- _Passage shown_:
Detectron2, developed by Facebook, is a state-of-the-art vision library designed to simplify the creation and utilization of object detection, instance segmentation, key point detection, and generalized segmentation models. Specifically, for object detection, Detectron2's library offers a variety of models, including RCNN, Mask R-CNN, and Faster R-CNN. RCNN generates region proposals, extracts fixed-length features from each candidate region, and performs object classification. However, this process can be slow due to the independent passing of CNN over each region of interest (ROI). Faster R-CNN architecture overcomes this limitation by incorporating the Region Proposal Network (RPN) and the Fast R-CNN detector stages. It obtains class labels and bounding boxes of objects effectively. Mask R-CNN, sharing the same two stages as Faster R-CNN, extends its capabilities by also generating class labels, bounding boxes, and masks for objects. Notably, Mask R-CNN demonstrates higher accuracy in cattle detection, as indicated by previous research. Therefore, the proposed system adopts Mask R-CNN to extract mask features specifically for cattle, as illustrated in Fig. 7. During the detection phase, the default predictor, COCO-Instance Segmentation, and Mask R-CNN with a 0.7 score threshold value (MODEL.ROI_HEADS.SCORE_THRESH_TEST) are utilized. The training process employs annotated images, while for testing, videos are fed into Detectron2 to obtain color mask, and binary mask images and detection results including bounding boxes, mask value of detected cattle region and cattle confidence score. The mask image is subsequently utilized in cattle detection calculations. Overall, by leveraging the capabilities of Mask R-CNN from Detectron2, the proposed system aims to achieve accurate and efficient cattle detection, offering valuable insights for cattle health monitoring and management.

Figure 7
figure 7

Architecture for cattle detection by using Detectron2: Custom training pipeline for our dataset.

Ultralytics YOLOv8 is a powerful and versatile object detection and instance segmentation model that is designed to be fast, accurate, and easy to use. It builds upon the success of previous YOLO versions and introduces new features and improvements to further boost performance and flexibility. Is applicable to a wide range of tasks, including object detection, tracking, instance segmentation, image classification, and pose estimation. There are five pre-trained models with different sizes available for instance segmentation: yolov8n (Nano), yolov8s (Small), yolov8m (Medium), yolov8l (Large), and yolov8x (Extra Large). Instance segmentation goes a step further than object detection by identifying individual objects in an image and segmenting them from the rest of the image. Instance segmentation is useful when you need to know not only where objects are in an image, but also what their exact shape is. In this research, we employ the YOLOv8x-seg model for cattle detection and segmentation. Unlike traditional methods, we do not rely on manual annotation or custom training specific to cattle. Instead, YOLOv8x-seg is applied directly to the task of cattle detection, leveraging its advanced capabilities and pretrained features. This approach, as shown in Fig. 8, allows us to achieve accurate and efficient cattle detection without the need for labor-intensive annotation processes or specialized training. By utilizing the powerful segmentation capabilities of YOLOv8x-seg, we can effectively identify and delineate cattle regions in images or videos, contributing to the overall success of the study.

Point placement records
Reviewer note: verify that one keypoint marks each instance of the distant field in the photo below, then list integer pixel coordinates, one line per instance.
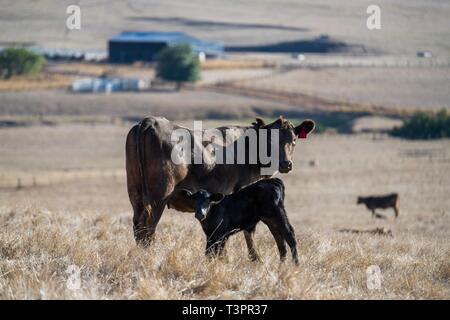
(407, 25)
(87, 222)
(404, 88)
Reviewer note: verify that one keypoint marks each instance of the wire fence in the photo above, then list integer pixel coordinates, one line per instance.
(27, 180)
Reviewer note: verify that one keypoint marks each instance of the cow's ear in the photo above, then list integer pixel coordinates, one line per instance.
(186, 194)
(259, 122)
(305, 128)
(216, 197)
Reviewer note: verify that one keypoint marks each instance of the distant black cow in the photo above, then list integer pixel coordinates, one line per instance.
(221, 216)
(380, 202)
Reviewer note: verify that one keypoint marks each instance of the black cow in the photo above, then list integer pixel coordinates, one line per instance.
(380, 202)
(221, 216)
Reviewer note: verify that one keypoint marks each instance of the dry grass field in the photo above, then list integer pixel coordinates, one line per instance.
(63, 197)
(87, 222)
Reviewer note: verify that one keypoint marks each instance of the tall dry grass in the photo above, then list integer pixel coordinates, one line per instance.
(37, 246)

- _Stated exercise_:
Answer these questions from the passage on cattle detection:
(a) What score threshold value is used with Mask R-CNN during the detection phase?
(b) Which YOLOv8 model does the research employ for cattle detection and segmentation?
(c) How many pre-trained YOLOv8 models of different sizes are available for instance segmentation?

- _Reply to the task_:
(a) 0.7
(b) YOLOv8x-seg
(c) Five